• _INSTRUCTIONS FOR THE TASK_
Each entry should be given again exactly, with any image left out.

++++ TASK MATERIAL

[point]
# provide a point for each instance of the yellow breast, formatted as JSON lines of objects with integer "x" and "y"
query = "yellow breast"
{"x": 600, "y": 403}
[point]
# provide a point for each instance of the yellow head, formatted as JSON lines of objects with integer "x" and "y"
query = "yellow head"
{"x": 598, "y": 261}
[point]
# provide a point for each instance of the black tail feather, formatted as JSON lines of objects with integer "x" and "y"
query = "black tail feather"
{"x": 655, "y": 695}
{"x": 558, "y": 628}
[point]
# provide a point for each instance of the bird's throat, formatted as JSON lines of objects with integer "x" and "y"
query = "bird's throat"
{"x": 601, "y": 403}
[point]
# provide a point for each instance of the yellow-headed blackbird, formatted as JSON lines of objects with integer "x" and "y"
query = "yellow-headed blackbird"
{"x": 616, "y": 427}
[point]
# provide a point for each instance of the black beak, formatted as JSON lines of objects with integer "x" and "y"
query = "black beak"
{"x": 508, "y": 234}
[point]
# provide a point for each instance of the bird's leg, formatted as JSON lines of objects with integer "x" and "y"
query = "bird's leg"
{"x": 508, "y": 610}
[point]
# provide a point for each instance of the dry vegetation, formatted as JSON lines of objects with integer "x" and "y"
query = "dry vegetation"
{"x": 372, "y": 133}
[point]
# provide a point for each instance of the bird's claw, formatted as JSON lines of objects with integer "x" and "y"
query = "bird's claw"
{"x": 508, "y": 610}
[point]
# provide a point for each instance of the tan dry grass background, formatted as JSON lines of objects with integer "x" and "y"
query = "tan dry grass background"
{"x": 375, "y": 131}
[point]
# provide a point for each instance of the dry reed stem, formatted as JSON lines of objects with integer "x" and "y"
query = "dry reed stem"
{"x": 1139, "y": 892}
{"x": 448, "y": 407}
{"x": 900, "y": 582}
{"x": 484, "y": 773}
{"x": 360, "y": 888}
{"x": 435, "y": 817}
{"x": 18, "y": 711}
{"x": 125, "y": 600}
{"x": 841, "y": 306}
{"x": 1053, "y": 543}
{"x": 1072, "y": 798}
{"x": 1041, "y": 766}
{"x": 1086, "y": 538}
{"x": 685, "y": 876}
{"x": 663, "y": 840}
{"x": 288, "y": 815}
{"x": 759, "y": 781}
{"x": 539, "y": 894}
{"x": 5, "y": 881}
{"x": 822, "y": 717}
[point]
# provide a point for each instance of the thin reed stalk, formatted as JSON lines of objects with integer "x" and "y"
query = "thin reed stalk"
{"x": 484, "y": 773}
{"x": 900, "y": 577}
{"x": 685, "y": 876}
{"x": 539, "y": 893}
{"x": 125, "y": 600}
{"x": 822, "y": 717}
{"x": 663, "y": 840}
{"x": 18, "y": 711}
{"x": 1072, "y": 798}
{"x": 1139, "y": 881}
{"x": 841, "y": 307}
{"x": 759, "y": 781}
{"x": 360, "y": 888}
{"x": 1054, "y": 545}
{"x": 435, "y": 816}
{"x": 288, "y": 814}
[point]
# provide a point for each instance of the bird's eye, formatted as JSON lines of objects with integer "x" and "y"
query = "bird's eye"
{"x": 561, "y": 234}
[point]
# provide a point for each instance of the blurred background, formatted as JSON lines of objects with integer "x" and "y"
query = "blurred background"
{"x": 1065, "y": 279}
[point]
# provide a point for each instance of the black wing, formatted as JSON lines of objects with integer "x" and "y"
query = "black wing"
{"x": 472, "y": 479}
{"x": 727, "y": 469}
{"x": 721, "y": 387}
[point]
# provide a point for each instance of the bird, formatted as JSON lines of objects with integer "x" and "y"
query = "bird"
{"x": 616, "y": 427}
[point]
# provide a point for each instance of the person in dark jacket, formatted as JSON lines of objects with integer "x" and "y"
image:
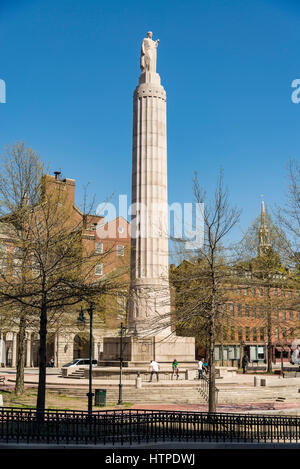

++++++++

• _WRITTEN ANSWER_
[point]
# provide a point for each instance of the yellow breast, formatted as JSON lines of objects with integer "x" and "y"
query = "yellow breast"
{"x": 600, "y": 403}
[point]
# provide a point for each instance of the yellow head, formatted as JSON lines of objects with integer "x" and "y"
query = "yellow head"
{"x": 598, "y": 261}
[point]
# provide a point for each instance of the black tail feather, formatted as JSON lines of objects with integer "x" and "y"
query = "black tail feather"
{"x": 655, "y": 695}
{"x": 558, "y": 628}
[point]
# provide a point for each instance of the bird's throat, formatted as JSON lines of objects with integer "x" and "y"
query = "bird's throat"
{"x": 601, "y": 403}
[point]
# provide a point for each instance of the yellow-headed blackbird, formatted as JSON lines of objects with integer "x" and "y"
query = "yellow-headed blackbird"
{"x": 616, "y": 427}
[point]
# provide a point for each instance of the black beak, formatted as JSON lines of objects with integer "x" and "y"
query = "black beak"
{"x": 508, "y": 234}
[point]
# provide a point for each instance of the bird's leg, formatted as JSON lines of objects with integer "x" and "y"
query = "bird's leg"
{"x": 508, "y": 610}
[point]
# provide a point for each instance of the dry vegetation, formatted as JSON lines of objects with integer "x" and "y"
query = "dry vegetation"
{"x": 372, "y": 133}
[point]
# provide a point for each instance of the bird's claw, formatted as JSON lines of objects with integer "x" and "y"
query = "bird's claw"
{"x": 508, "y": 610}
[point]
# provide a point for each instance of the tan dry grass background, formatted as JSON lines of objects with integer "x" and "y"
query = "tan dry grass background"
{"x": 375, "y": 131}
[point]
# provide a point for each instance of the dry reed stem, formatted as JSON lines of objects with integer "x" and "y"
query = "dry reed stem"
{"x": 1139, "y": 892}
{"x": 448, "y": 407}
{"x": 900, "y": 582}
{"x": 484, "y": 773}
{"x": 360, "y": 888}
{"x": 435, "y": 817}
{"x": 18, "y": 711}
{"x": 125, "y": 600}
{"x": 841, "y": 306}
{"x": 1053, "y": 543}
{"x": 1072, "y": 798}
{"x": 1041, "y": 766}
{"x": 1086, "y": 538}
{"x": 685, "y": 876}
{"x": 663, "y": 840}
{"x": 288, "y": 815}
{"x": 759, "y": 781}
{"x": 539, "y": 894}
{"x": 5, "y": 881}
{"x": 822, "y": 717}
[point]
# provide a point for each instance of the thin reed stalk, formatted as JSON lines of objects with integer "x" and "y"
query = "thin reed stalk"
{"x": 484, "y": 773}
{"x": 900, "y": 577}
{"x": 685, "y": 876}
{"x": 539, "y": 893}
{"x": 125, "y": 600}
{"x": 822, "y": 717}
{"x": 663, "y": 840}
{"x": 18, "y": 711}
{"x": 1072, "y": 798}
{"x": 1139, "y": 881}
{"x": 841, "y": 307}
{"x": 759, "y": 781}
{"x": 360, "y": 888}
{"x": 1054, "y": 545}
{"x": 435, "y": 816}
{"x": 288, "y": 814}
[point]
# provide a point for each instance of the bird's eye, formatted as JSON lines of objects with integer "x" and "y"
query = "bird's eye"
{"x": 561, "y": 234}
[point]
# provide a point for each instance of the blurred background, formatted as JSON lines of objects with integer "x" and "y"
query = "blurred background"
{"x": 1065, "y": 279}
[point]
# provide a point for each instance of the black wing, formatted as JSON lines of objects with integer "x" and "y"
query = "black wing"
{"x": 472, "y": 479}
{"x": 727, "y": 469}
{"x": 721, "y": 387}
[point]
# provide a point for each instance of the bird, formatted as JSON lines of objects with integer "x" and "y"
query = "bird"
{"x": 616, "y": 427}
[point]
# provide a point for each instance of the person in dark jacket, formatted as JSON lines of objects with integer "x" and "y"
image:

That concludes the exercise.